◆ Exercise requirements
[A] From the passage on PLF's litigation, transcribe the part that opens with the words containing "In 2018, PLF" and closes with "unconstitutional racial balancing.".
[B] According to the passage on PLF's litigation, what share of all accepted students did de Blasio propose the Discovery program should make up?

◆ Supplied passage
^^^^^^^^

In 2018, PLF sued New York Mayor Bill de Blasio, challenging his proposed changes to the admissions policies of New York City's specialized high schools. De Blasio proposed expanding the Discovery program, which admits students just under the cutoff for the admissions test, from 6% to 20% of all students accepted, a move which he claimed would increase black and Hispanic diversity in those schools. PLF represents Asian-American parents and advocacy groups who claim that the mayor's plans discriminates against Asian-American students and amounts to unconstitutional racial balancing.

In Hurley v. Gast PLF challenged the state of Iowa's law requiring a fixed "gender balance" on the State Judicial Nominating Commission. This law mandated that each district's two elected commissioners must consist of one male and one female. As a result of staggered elections, only one vacant seat appeared on the ballot in each district, and candidates were only eligible to run if they matched the departing commissioner's gender. In January 2024, the district court ruled in favor of Hurley, finding that Iowa had failed to demonstrate how its sex-based classification “a presumptively invalid state action,” could withstand heightened scrutiny. The court concluded that Iowa Code § 46.2(1) violated the Equal Protection Clause of the Fourteenth Amendment of the United States Constitution. The court further ordered the State Court Administrator to cease the enforcement of Iowa Code § 46.2(1), removing gender balancing from future elections.

=== Separation of powers ===
PLF has litigated several cases arguing for citizen access to judicial review. In Sackett v. Environmental Protection Agency, the Supreme Court held that the Sacketts could go to court to challenge an EPA compliance order. In U.S. Army Corps of Engineers v. Hawkes Co., Inc, the Court held that a jurisdictional determination that the property in question constituted "waters of the United States" was a final agency action subject to judicial review.

^^^^^^^^

◆ The data

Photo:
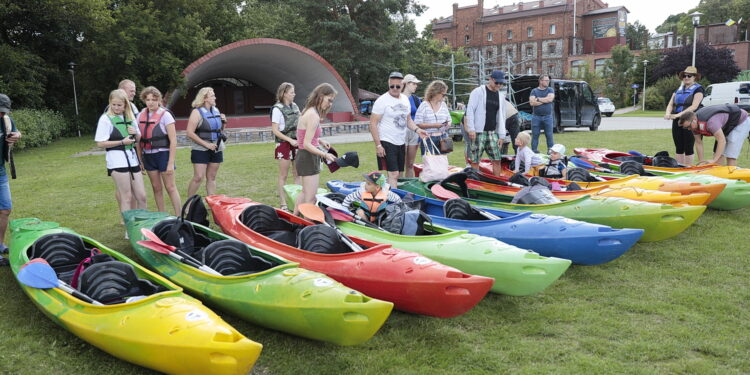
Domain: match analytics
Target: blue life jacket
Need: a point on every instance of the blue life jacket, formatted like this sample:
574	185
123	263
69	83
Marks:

^^^^^^^^

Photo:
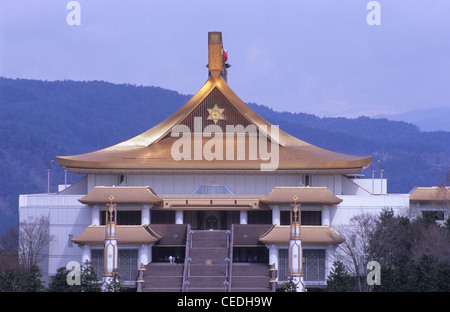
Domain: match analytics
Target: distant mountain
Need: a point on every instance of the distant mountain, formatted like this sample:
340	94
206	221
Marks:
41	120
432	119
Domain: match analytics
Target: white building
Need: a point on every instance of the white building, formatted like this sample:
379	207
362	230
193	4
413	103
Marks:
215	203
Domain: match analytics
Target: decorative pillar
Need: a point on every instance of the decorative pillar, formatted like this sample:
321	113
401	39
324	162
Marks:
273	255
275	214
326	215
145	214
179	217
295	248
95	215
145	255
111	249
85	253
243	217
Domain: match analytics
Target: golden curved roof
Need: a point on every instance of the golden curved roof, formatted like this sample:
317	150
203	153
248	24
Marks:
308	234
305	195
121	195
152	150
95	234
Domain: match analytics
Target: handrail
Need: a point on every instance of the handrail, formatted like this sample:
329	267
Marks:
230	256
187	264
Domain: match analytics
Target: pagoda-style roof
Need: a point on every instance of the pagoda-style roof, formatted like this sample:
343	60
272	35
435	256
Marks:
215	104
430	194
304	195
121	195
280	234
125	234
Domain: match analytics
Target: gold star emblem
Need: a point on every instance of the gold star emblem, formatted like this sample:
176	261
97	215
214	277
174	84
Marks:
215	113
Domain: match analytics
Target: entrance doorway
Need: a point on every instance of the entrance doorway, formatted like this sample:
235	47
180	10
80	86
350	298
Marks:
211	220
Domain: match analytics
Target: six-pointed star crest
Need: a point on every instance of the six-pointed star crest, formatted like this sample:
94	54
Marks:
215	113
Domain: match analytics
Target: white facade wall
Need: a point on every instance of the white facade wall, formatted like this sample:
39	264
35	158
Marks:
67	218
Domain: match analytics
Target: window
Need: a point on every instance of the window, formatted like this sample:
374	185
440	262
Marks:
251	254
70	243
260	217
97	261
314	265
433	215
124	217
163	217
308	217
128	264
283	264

^^^^^^^^

◆ Task-by-task results
[A]
In 2018, PLF sued New York Mayor Bill de Blasio, challenging his proposed changes to the admissions policies of New York City's specialized high schools. De Blasio proposed expanding the Discovery program, which admits students just under the cutoff for the admissions test, from 6% to 20% of all students accepted, a move which he claimed would increase black and Hispanic diversity in those schools. PLF represents Asian-American parents and advocacy groups who claim that the mayor's plans discriminates against Asian-American students and amounts to unconstitutional racial balancing.

[B] 20% of all students accepted, up from 6%.